*PROBLEM TO WORK ON:* Find how many lines in the entries below carry the word "wading" and answer with only that figure.

:: INPUT DATA

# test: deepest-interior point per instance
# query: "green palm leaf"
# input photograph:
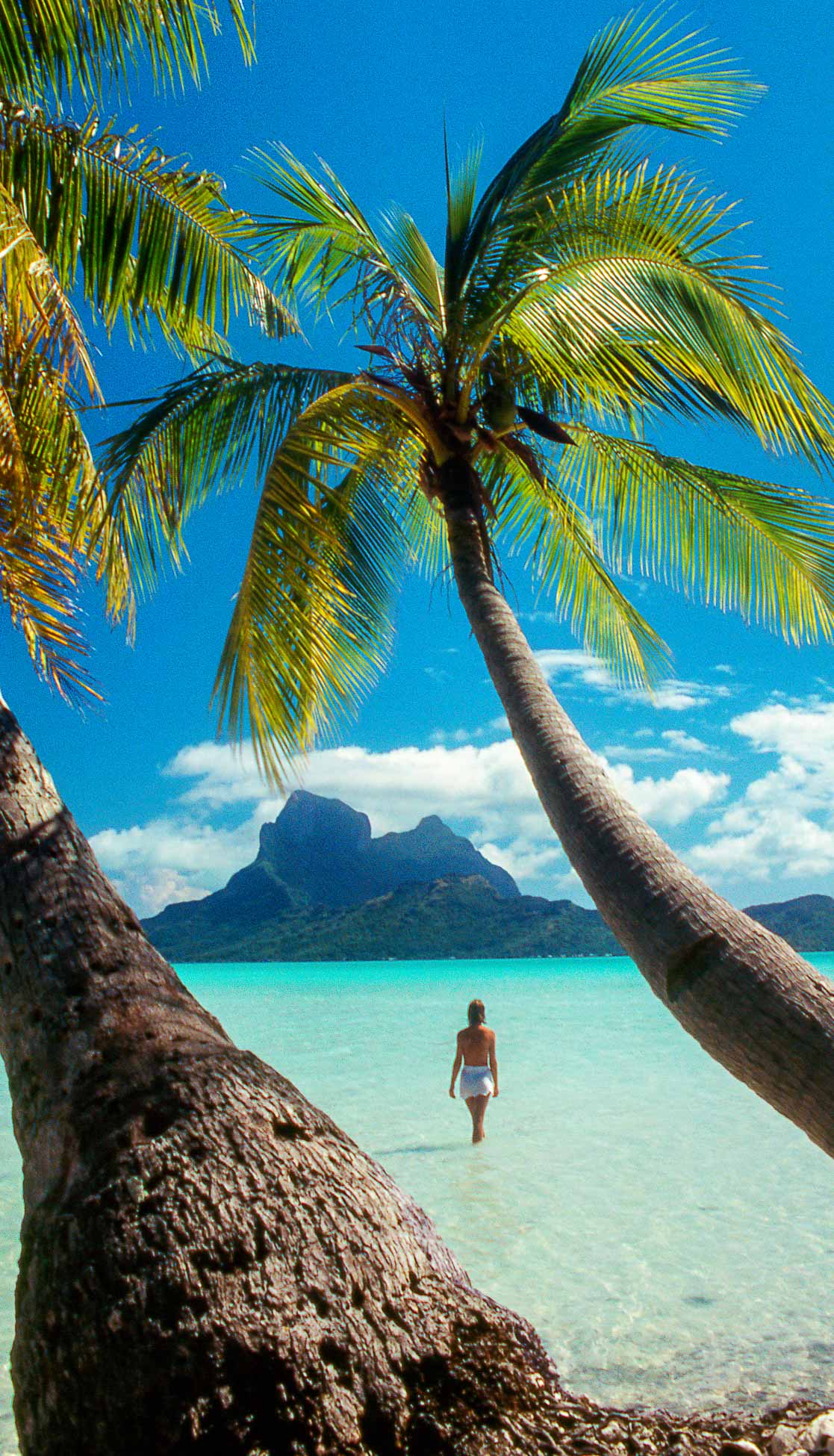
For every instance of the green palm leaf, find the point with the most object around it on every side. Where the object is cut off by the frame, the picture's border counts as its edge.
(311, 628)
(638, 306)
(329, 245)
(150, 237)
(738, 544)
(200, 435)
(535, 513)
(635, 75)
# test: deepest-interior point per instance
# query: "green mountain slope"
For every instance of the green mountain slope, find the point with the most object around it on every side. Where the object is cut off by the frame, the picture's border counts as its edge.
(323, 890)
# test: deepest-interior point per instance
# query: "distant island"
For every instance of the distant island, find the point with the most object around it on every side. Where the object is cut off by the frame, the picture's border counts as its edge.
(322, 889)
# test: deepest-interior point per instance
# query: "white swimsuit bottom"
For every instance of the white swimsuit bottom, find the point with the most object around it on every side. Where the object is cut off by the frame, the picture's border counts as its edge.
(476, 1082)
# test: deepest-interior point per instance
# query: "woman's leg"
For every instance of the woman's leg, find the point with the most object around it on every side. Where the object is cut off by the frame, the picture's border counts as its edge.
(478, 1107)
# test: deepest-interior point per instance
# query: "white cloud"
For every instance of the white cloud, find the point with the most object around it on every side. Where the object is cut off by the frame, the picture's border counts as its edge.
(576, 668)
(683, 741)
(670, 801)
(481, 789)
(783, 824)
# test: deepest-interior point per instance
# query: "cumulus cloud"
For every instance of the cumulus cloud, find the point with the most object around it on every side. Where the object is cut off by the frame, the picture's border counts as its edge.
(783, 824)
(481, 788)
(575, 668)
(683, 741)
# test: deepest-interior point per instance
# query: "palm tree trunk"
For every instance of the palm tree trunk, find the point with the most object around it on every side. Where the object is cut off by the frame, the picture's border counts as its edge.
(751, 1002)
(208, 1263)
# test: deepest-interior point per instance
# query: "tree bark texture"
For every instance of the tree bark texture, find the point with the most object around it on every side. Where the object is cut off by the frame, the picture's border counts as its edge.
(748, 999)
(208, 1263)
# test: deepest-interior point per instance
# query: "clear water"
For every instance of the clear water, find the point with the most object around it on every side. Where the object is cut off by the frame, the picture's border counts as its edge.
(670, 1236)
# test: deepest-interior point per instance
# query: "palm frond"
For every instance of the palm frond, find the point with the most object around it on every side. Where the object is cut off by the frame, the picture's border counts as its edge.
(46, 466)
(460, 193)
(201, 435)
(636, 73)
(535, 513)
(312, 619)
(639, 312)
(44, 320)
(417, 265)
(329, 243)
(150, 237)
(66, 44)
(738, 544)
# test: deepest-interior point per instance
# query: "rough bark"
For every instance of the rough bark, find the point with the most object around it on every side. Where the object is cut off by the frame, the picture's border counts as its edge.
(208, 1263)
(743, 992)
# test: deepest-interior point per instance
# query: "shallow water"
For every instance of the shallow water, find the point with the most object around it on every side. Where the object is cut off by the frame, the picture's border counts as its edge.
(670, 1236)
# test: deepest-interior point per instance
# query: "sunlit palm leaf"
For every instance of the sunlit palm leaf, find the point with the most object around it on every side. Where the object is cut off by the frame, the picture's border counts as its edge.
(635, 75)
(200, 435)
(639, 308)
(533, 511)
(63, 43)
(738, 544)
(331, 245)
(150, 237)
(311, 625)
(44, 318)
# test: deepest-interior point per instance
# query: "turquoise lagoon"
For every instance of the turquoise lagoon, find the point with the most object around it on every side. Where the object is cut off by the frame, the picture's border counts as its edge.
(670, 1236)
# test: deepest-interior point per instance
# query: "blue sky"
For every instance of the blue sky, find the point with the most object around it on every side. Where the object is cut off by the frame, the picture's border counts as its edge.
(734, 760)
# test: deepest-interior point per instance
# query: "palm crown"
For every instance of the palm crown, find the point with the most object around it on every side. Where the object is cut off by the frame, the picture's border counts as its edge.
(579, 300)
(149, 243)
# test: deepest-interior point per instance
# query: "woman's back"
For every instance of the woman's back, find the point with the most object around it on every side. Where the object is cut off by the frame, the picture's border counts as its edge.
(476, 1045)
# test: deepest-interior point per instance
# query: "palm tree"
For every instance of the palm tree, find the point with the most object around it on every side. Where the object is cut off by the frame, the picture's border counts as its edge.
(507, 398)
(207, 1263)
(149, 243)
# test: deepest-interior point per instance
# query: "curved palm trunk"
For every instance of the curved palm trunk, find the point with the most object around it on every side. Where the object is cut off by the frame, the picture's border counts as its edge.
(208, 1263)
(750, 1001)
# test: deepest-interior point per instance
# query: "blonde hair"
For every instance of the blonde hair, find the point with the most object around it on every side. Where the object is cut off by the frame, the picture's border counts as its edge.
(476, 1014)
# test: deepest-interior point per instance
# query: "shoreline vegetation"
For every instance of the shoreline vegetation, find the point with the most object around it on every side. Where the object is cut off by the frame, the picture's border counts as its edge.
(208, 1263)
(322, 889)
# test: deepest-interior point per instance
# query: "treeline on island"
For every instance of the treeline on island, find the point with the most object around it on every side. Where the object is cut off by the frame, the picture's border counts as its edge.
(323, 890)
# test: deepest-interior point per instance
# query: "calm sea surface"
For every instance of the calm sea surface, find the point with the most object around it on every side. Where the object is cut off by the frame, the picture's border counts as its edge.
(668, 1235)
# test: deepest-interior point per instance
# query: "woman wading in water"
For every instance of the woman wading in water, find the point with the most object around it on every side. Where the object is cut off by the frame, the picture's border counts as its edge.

::::
:: INPUT DATA

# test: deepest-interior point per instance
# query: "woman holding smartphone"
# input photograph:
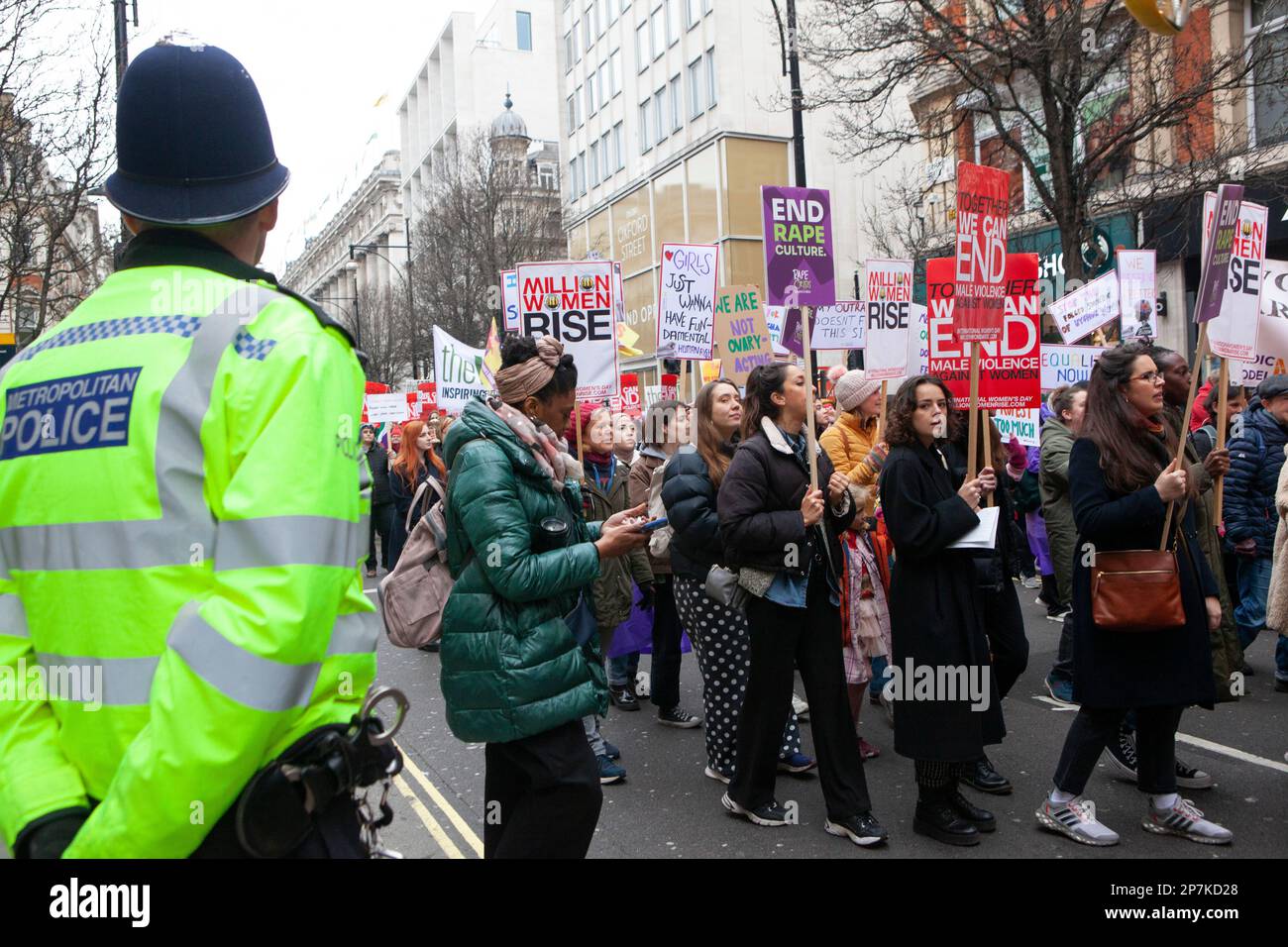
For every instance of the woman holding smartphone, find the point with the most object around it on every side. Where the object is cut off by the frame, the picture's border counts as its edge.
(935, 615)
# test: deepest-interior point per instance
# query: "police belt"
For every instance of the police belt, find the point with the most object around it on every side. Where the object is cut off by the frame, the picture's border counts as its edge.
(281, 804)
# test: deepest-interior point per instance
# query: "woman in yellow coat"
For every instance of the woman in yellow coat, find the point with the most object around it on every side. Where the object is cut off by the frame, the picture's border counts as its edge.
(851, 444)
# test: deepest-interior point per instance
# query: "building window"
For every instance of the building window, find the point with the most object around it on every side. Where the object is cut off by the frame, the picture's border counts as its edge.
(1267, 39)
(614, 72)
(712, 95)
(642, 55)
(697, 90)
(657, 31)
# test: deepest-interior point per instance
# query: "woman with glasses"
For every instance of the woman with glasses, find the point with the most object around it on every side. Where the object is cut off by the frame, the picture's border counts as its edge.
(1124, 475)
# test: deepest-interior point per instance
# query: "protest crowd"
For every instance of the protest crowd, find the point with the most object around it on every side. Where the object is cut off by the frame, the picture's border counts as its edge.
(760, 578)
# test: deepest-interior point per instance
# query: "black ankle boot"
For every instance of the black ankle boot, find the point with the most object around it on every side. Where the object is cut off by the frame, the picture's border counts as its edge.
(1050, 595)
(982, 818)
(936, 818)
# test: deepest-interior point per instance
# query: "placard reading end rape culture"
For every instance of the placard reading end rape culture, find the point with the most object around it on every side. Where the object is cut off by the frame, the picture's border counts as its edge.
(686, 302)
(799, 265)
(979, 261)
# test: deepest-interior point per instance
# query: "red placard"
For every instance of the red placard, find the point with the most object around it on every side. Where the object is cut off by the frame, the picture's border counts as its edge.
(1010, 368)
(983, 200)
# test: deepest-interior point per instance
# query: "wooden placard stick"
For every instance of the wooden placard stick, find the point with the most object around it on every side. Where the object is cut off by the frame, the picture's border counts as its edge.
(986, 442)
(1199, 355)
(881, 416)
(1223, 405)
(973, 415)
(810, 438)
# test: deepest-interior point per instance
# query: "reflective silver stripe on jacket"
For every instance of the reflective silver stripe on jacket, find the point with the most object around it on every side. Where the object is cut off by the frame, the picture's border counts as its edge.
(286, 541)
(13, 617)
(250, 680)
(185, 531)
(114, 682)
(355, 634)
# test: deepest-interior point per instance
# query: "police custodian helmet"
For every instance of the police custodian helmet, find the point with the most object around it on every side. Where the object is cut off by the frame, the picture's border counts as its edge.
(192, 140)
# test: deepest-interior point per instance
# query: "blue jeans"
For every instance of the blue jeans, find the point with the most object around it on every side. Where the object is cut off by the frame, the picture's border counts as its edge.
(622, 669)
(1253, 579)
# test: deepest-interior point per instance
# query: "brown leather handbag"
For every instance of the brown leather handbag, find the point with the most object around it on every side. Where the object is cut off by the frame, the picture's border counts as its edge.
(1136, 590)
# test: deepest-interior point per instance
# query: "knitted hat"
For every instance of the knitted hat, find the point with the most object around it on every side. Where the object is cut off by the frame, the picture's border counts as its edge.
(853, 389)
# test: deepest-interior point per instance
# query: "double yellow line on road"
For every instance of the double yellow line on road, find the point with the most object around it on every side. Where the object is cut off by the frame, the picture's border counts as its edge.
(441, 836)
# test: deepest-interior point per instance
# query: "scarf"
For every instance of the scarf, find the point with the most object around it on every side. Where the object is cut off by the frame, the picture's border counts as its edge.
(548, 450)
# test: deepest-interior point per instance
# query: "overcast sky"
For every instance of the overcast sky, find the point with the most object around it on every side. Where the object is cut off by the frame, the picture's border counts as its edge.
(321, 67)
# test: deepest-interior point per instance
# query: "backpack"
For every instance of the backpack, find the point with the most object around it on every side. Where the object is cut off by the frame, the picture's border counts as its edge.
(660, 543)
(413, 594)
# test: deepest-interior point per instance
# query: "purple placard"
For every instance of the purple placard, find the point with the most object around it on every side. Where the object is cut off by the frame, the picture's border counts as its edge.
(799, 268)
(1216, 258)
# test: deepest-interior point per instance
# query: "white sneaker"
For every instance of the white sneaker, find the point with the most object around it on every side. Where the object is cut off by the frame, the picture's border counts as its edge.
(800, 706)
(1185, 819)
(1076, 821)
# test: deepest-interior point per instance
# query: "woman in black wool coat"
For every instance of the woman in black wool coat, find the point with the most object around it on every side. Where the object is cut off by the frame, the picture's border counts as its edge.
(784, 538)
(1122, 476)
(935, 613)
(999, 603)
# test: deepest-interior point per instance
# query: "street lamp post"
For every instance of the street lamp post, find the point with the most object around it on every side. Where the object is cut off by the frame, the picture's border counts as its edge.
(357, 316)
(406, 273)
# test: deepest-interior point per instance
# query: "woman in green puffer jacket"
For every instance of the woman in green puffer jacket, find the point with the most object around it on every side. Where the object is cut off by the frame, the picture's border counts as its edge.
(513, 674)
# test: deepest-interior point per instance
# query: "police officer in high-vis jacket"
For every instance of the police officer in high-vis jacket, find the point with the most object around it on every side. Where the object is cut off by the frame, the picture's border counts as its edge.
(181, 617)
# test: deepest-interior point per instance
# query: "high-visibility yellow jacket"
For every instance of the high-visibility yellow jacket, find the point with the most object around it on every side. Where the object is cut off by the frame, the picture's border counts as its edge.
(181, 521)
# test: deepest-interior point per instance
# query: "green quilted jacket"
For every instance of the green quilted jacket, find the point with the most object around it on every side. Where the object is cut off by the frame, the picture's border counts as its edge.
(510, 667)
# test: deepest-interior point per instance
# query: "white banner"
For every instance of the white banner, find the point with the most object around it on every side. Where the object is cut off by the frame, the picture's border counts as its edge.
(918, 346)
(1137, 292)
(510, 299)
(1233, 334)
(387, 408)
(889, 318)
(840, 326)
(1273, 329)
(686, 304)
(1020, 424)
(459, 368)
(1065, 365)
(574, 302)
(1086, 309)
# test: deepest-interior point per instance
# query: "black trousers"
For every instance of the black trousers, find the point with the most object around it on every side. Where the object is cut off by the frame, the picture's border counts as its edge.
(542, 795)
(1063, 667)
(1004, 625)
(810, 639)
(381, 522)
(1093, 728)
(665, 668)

::::

*SOLUTION TO THE PROBLEM:* 2